> 抜粋文:
====

本発明は、粘着剤組成物及び表面保護粘着フィルムに関する。
従来から、光学デバイス、金属板、塗装した金属板、樹脂板、ガラス板等、種々の部材の表面を保護するために、フィルム状の基材と、その一方の面に積層された粘着剤層とを有する表面保護粘着フィルムが広く用いられている。表面保護粘着フィルムは、一般に、プロテクトテープ、表面保護フィルムまたは表面保護シートなどと称される場合もある。
表面保護粘着フィルムは、例えば液晶ディスプレイ用の光学部材に使用されている。光学部材には、プリズムシートや拡散フィルムなどのように、表面が凹凸形状になっているものがある。この凹凸に損傷を与えないために、光学部材の使用に先立ち、その表面(特に、凹凸の外表面)を表面保護粘着フィルムで保護している。
一般に、表面保護粘着フィルムは、長尺状の粘着フィルムをロール状に巻回した巻回体として工業的に製造されている。このような巻回体とした表面保護粘着フィルムでは、経時による巻回体の巻戻しに必要な力(展開力)の上昇が大きくなりやすいことが知られている。
しかし、実用においては、巻回体の巻戻しに必要な力(展開力)が小さいこと、すなわち巻回体の巻戻しが容易にできることが強く求められている。
また、表面保護粘着フィルムには、表面保護粘着フィルムを剥離したときに糊残りを起こさず被着体を汚染しないことが要求されている。
例えば、スチレン系エラストマーを主成分とする粘着剤層とオレフィン基材層とを積層させた表面保護接着フィルムが提案されている(特許文献1)。しかし、巻回体の巻き戻しを容易にする為には、汎用されるオレフィン基材層の背面(粘着剤層が積層される側とは反対側の面)に対して表面処理が必要であった。例えば、オレフィン基材層の背面に長鎖アルキル基を側鎖として有するポリマーからなる離型剤を塗布するか又はUV硬化型シリコーン離型剤を離型層として形成した表面保護接着フィルムが提案されている(特許文献2)。

====

> 提供データ:
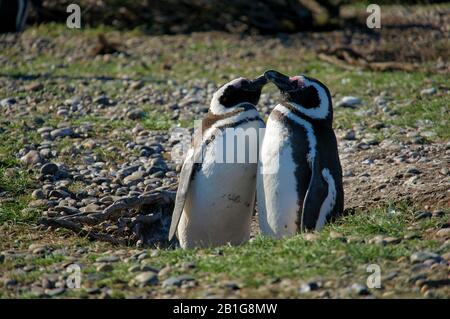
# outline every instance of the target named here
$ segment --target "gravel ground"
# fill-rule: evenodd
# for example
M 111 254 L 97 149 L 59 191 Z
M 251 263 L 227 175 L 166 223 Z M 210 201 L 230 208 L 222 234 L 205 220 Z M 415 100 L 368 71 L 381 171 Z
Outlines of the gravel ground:
M 424 75 L 430 73 L 420 73 L 417 80 L 405 73 L 395 78 L 392 73 L 344 72 L 320 64 L 296 38 L 286 42 L 217 33 L 150 37 L 108 32 L 119 52 L 92 55 L 96 35 L 107 31 L 60 31 L 54 26 L 0 38 L 0 229 L 6 238 L 0 244 L 1 297 L 449 296 L 445 75 L 430 80 Z M 305 66 L 289 65 L 296 52 L 304 53 Z M 183 134 L 192 132 L 193 120 L 207 112 L 214 91 L 240 68 L 256 76 L 274 66 L 287 72 L 306 69 L 333 85 L 346 212 L 380 207 L 395 212 L 398 203 L 413 210 L 414 217 L 402 224 L 403 235 L 374 231 L 368 238 L 331 230 L 301 239 L 400 245 L 402 254 L 386 261 L 381 291 L 363 284 L 364 269 L 362 275 L 341 270 L 334 278 L 274 276 L 256 286 L 233 276 L 212 282 L 201 260 L 182 261 L 183 256 L 163 249 L 169 245 L 171 196 L 180 170 L 174 154 Z M 423 66 L 427 72 L 436 67 L 429 61 Z M 364 75 L 373 76 L 374 83 L 383 76 L 395 79 L 366 87 Z M 410 80 L 407 93 L 395 86 Z M 277 99 L 275 89 L 265 90 L 261 114 L 267 116 Z M 404 110 L 416 105 L 430 109 L 411 124 Z M 427 120 L 435 115 L 434 122 Z M 22 182 L 20 191 L 11 186 Z M 105 209 L 124 198 L 127 208 L 105 217 Z M 66 222 L 55 224 L 56 219 Z M 253 228 L 258 237 L 256 222 Z M 432 249 L 417 244 L 422 239 Z M 160 251 L 168 255 L 158 259 Z M 81 294 L 68 289 L 67 266 L 74 263 L 86 274 Z M 358 269 L 353 271 L 361 273 Z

====

> 作業内容:
**a.** 抜粋文によると、表面保護粘着フィルムは一般にどのような形で工業的に製造されていますか。
**b.** レコードの先頭から「Outlines of the」を含む行までをすべて、「gravel ground」を「paved road」に置き換えて書き直してください。画像は含めないでください。
抜粋文とレコードは互いに関係がありません。

> 解答:
**a.** 長尺状の粘着フィルムをロール状に巻回した巻回体として製造されています。

**b.**
# outline every instance of the target named here
$ segment --target "paved road"
# fill-rule: evenodd
# for example
M 111 254 L 97 149 L 59 191 Z
M 251 263 L 227 175 L 166 223 Z M 210 201 L 230 208 L 222 234 L 205 220 Z M 415 100 L 368 71 L 381 171 Z
Outlines of the paved road:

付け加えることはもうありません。